Problem to solve
Word for word, the data below must be repeated in full; no picture is to be included.

Saved entries
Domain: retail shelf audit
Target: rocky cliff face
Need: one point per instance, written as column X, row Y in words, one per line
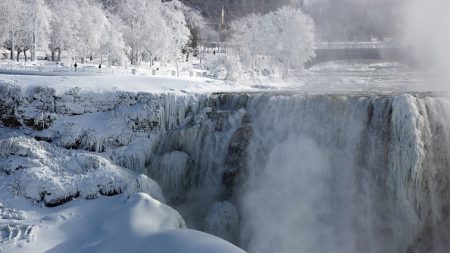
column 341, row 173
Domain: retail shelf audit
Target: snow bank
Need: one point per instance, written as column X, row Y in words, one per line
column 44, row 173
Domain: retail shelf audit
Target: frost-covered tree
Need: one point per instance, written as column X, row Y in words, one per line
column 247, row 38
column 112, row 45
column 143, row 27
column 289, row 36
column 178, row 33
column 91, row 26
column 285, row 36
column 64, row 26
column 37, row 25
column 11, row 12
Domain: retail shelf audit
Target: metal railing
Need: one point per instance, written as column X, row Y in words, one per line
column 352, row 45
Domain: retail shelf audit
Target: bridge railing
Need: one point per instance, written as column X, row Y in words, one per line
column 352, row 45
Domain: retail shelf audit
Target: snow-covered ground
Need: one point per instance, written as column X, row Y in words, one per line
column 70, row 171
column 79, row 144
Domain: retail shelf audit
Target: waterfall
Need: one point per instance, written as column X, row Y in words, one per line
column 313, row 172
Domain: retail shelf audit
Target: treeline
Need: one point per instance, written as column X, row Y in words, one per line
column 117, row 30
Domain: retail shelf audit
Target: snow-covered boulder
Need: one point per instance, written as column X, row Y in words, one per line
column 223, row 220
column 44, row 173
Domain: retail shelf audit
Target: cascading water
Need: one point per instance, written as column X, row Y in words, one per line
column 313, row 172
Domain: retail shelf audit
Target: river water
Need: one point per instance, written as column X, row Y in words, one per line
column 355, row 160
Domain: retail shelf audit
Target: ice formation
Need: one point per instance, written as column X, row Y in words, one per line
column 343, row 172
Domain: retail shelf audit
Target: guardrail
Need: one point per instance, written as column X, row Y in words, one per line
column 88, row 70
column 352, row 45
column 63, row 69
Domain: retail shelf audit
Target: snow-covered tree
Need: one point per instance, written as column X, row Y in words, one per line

Output for this exercise
Domain: retail shelf audit
Target: rocky cliff face
Need: one point per instance, written as column X, row Y in words, one per line
column 341, row 173
Domain: retail shelf audit
Target: snow bank
Need: one point per instance, written as column X, row Y in words, one per line
column 44, row 173
Domain: retail shelf audit
Target: frost-covered tree
Need: one point per instance, written as column X, row Y in words, one per line
column 247, row 38
column 112, row 45
column 143, row 27
column 289, row 36
column 178, row 33
column 91, row 26
column 285, row 36
column 64, row 26
column 37, row 25
column 11, row 12
Domain: retail shelf audit
Target: metal railing
Need: one point per instance, written as column X, row Y in words, one per line
column 352, row 45
Domain: retail shelf audit
Target: bridge railing
Need: one point per instance, written as column X, row Y in words, one per line
column 352, row 45
Domain: retail shelf audit
Target: snow-covered ground
Need: one point per instance, written as column X, row Y in words, one per line
column 70, row 171
column 79, row 144
Domain: retail shelf audit
Target: waterfall
Need: one point per instance, written as column X, row Y in words, one per line
column 313, row 172
Domain: retail shelf audit
Target: treeline
Need: one point per instance, written as column X, row Y in words, one per line
column 117, row 30
Domain: retail shelf audit
Target: snow-covered boulder
Need: one point per instance, written as column X, row Y in words, one per line
column 223, row 220
column 44, row 173
Domain: retail shelf audit
Target: cascading water
Need: one point per instance, written as column X, row Y in words, one per line
column 313, row 172
Domain: retail shelf audit
Target: river water
Need: one point per instance, written as column X, row Y in words, one per line
column 355, row 160
Domain: retail shelf audit
Target: ice formation
Need: one point per instance, written as column X, row Y in words, one per line
column 343, row 172
Domain: retail shelf audit
Target: guardrail
Need: one point per instance, written as column X, row Y in words, one per line
column 88, row 70
column 352, row 45
column 63, row 69
Domain: retail shelf audit
Target: snow-covered tree
Need: one point per instance, written as column X, row Y in words, one per line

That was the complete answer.